Exercícios a realizar:
• a. No texto sobre a cooperação entre Portugal e Macau, o que faz de Macau um ativo muito importante?
• b. Retome o texto sobre a cooperação entre Portugal e Macau logo após a sua última frase.

Texto fornecido:
Temos de tornar cada vez mais operacional esta plataforma conjunta - muito promovida naturalmente pela República Popular da China, mas através também da Região Administrativa Especial de Macau (RAEM). Esta característica de Macau, pela longa relação histórica com Portugal, é um ativo muito importante e que deve ser valorizado. A nossa mensagem é essencialmente da disponibilidade de Portugal para aprofundar essa colaboração em sede de investimento, da construção de instrumentos próprios para esse investimento, e para coinvestimento, sabendo que as cidades desempenham um papel central no desenvolvimento económico. Portugal tem experiência em áreas centrais como a energia e a gestão sustentável da energia no quadro das energias renováveis de fontes diversas, mas também tem investido muito na mobilidade, na área da construção sustentável e na reabilitação urbana. Ligando a reabilitação urbana à eficiência energética, Portugal tem experiências muito interessantes. Todo este "know-how" vai permitir-nos ter um melhor contexto para desenvolver as nossas cidades e para desenvolver as nossas sociedades.

Linhas de dados:
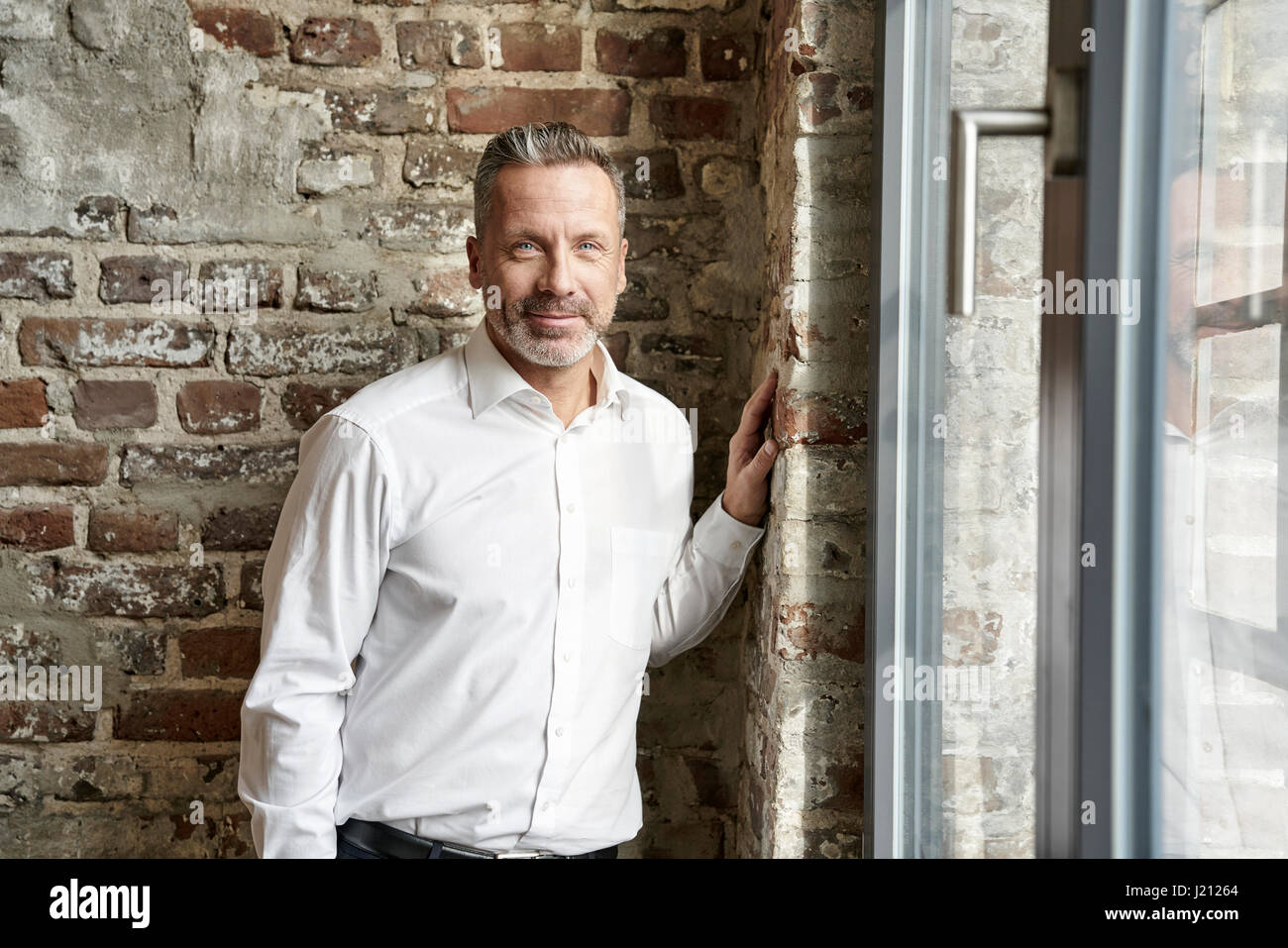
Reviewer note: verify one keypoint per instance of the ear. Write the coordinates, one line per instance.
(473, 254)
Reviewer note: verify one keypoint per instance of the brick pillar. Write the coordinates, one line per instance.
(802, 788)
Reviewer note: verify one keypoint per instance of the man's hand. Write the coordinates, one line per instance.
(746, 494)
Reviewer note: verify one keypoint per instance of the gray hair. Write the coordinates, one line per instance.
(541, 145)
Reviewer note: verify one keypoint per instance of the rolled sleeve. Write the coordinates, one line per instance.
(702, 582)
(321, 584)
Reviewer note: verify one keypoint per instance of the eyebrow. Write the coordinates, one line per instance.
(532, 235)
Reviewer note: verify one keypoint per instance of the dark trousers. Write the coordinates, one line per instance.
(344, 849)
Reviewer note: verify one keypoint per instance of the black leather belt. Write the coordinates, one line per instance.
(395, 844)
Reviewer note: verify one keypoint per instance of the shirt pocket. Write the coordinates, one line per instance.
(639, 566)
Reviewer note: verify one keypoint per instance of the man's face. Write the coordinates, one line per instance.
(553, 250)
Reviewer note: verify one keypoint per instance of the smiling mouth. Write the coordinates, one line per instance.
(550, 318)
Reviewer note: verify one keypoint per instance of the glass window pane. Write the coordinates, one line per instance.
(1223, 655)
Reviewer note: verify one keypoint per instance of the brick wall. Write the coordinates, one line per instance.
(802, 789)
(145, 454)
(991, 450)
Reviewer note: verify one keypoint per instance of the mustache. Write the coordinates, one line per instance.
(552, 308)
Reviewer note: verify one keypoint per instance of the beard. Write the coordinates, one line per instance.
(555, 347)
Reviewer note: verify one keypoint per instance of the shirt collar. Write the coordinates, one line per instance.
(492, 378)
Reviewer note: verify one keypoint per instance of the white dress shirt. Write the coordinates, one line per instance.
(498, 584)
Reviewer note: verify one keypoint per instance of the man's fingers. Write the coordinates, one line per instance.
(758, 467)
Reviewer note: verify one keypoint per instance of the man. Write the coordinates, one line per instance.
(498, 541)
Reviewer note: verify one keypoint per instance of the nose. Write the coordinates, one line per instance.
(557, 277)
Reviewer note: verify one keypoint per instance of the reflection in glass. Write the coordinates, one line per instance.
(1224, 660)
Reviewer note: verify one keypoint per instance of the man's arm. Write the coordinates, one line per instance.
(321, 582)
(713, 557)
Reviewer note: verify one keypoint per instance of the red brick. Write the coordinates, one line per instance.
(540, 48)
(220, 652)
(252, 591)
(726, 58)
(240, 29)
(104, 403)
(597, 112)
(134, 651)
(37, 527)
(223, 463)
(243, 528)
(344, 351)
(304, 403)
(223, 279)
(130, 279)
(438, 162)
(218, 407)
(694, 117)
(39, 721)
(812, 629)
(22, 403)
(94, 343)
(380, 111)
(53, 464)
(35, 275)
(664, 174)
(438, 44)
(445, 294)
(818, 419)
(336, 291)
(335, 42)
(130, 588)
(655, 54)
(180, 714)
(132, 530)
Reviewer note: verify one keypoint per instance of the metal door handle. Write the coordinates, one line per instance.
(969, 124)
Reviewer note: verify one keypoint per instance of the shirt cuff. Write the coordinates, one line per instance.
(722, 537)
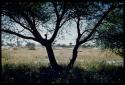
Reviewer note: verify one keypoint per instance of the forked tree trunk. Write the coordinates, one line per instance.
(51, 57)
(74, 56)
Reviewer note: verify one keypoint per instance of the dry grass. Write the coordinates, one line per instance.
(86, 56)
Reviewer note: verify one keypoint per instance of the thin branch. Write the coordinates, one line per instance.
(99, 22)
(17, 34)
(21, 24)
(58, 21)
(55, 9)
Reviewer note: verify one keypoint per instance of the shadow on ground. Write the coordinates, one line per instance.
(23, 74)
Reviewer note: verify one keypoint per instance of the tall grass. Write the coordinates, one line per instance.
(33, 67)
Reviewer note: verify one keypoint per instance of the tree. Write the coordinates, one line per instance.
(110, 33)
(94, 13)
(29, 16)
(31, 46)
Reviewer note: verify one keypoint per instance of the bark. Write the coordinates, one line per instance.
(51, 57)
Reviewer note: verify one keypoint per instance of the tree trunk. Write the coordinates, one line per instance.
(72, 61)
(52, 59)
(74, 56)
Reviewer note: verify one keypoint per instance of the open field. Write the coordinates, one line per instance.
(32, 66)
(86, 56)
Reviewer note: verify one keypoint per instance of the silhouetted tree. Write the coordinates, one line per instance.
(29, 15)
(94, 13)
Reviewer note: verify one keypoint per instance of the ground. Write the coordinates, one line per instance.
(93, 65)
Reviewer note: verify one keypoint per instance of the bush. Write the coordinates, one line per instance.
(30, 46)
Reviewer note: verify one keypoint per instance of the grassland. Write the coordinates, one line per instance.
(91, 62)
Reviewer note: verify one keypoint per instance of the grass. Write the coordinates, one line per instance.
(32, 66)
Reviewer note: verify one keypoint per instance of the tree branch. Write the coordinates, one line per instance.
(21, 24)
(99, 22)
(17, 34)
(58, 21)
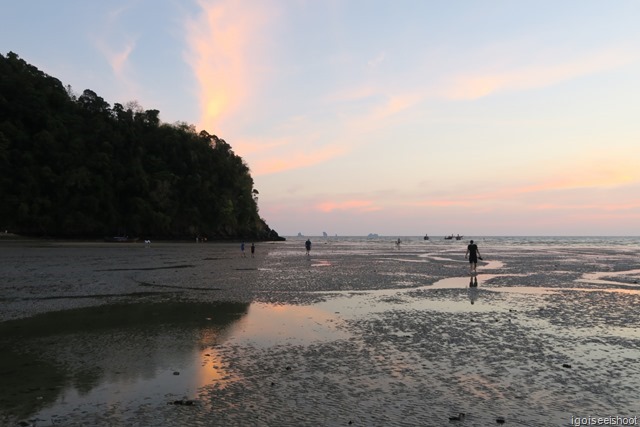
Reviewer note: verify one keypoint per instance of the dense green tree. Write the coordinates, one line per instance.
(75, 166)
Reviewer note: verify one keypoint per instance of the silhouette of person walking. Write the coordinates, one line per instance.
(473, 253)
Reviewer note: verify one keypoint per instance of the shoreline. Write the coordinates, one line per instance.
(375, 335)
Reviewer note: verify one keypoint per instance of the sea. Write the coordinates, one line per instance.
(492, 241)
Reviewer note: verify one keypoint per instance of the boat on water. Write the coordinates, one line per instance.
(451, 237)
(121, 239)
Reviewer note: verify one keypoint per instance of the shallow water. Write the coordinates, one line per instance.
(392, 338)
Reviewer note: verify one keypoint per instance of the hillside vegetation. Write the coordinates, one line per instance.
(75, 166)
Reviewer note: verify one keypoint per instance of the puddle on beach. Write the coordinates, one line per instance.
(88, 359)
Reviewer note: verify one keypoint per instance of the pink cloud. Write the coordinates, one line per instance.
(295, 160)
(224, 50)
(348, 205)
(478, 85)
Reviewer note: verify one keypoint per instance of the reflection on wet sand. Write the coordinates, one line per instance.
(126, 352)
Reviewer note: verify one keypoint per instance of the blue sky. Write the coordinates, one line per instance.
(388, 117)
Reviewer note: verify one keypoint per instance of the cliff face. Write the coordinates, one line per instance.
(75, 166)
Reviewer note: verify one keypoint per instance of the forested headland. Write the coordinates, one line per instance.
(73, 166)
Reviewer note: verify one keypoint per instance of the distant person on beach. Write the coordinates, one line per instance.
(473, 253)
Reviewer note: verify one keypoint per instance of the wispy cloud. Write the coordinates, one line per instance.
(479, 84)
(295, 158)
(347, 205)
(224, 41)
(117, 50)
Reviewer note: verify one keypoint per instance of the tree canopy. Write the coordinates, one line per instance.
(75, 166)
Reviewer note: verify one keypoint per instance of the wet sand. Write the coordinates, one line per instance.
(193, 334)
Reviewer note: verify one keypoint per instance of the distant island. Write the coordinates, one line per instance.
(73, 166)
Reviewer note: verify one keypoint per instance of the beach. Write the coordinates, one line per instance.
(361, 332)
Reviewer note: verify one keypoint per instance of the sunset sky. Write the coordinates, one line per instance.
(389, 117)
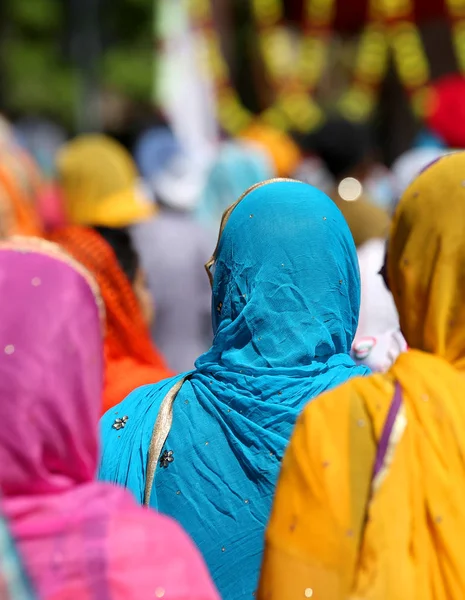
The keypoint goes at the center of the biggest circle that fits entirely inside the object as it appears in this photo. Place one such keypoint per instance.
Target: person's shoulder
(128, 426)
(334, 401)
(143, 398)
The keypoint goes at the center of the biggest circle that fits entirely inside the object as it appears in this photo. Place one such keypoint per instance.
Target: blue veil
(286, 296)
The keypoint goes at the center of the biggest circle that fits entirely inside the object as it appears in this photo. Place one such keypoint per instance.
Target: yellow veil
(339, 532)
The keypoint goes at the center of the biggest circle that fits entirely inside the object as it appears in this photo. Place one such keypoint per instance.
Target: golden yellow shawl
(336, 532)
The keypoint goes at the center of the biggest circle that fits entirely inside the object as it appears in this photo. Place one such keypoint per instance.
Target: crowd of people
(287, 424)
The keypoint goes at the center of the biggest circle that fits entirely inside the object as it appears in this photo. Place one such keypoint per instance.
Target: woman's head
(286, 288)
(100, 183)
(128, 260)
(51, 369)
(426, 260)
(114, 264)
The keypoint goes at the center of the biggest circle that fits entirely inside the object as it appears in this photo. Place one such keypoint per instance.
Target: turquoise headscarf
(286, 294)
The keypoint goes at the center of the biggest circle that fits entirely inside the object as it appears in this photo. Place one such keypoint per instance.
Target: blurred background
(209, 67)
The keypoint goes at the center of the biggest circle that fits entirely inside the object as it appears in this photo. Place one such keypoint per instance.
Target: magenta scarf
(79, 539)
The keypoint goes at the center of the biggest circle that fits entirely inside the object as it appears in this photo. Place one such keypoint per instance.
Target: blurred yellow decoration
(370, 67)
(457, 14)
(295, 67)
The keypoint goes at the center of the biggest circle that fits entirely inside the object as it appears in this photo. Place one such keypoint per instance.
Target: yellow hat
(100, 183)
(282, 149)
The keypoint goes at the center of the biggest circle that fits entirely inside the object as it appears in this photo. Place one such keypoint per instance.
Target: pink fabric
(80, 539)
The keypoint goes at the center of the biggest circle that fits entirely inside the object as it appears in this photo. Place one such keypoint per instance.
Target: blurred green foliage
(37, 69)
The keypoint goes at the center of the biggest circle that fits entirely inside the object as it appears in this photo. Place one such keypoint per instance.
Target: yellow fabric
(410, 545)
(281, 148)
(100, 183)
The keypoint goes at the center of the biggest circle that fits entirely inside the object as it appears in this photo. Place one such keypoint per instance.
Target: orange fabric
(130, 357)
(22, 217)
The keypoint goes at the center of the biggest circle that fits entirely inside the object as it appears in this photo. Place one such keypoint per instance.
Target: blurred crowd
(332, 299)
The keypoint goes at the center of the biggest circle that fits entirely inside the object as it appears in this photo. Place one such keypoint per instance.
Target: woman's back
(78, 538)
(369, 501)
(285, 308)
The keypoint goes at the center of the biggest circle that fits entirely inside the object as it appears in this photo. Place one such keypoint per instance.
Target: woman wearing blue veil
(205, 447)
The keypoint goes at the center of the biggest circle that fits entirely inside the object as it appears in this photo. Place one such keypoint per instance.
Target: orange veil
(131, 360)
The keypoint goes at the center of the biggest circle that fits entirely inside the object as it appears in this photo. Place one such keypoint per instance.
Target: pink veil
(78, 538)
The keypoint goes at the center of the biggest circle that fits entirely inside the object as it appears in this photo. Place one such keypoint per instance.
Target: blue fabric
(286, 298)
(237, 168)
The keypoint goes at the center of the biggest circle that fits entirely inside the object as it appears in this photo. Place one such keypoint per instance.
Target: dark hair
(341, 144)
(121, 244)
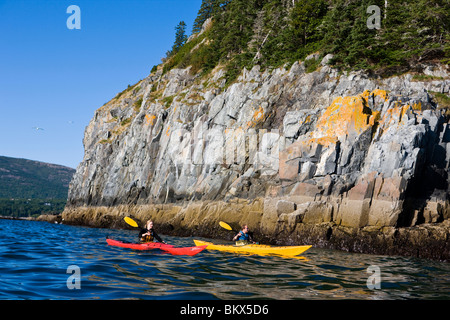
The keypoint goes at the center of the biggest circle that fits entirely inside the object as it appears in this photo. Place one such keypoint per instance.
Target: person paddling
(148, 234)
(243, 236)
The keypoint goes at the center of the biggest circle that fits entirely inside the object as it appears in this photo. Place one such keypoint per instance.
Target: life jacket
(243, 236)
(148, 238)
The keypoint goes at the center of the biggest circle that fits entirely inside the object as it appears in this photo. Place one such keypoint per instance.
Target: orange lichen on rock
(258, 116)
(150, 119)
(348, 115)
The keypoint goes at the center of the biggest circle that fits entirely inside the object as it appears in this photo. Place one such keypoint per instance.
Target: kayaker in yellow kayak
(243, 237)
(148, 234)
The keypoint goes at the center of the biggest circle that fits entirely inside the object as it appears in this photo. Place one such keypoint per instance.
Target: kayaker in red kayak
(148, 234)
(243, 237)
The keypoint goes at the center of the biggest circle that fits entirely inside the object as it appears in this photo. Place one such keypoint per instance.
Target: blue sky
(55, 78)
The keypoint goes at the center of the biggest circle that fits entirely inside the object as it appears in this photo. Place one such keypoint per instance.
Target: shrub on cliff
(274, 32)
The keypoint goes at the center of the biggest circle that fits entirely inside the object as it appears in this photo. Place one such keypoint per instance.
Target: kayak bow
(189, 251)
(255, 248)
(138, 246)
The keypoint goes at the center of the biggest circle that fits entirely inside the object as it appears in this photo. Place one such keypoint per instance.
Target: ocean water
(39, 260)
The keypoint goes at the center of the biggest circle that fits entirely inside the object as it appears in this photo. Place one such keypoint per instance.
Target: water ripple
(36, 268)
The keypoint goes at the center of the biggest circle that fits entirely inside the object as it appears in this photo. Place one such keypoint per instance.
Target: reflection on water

Respostas às tarefas:
• a. A sua longa relação histórica com Portugal.

• b.
Como é que essa experiência pode ser transposta para um projeto de envolvimento conjunto?

Essa experiência pode ser útil para partilhar com muitas das cidades e das metrópoles lusófonas, acompanhada do intensificar do relacionamento que Macau tem procurado de forma consistente ao longo do tempo construir com muitos destes países lusófonos, particularmente em África. Temos aqui uma triangulação que pode ser tão fértil para resolver problemas que nos pareceria pouco inteligente gente que se conhece há tanto tempo e que tem competências tão diversas não as aproveitar para tornar mais eficazes as suas vontades de desenvolvimento em conjunto.

Procura-se introduzir um elemento novo na cooperação? O envolvimento das empresas de construção e planeamento portuguesas?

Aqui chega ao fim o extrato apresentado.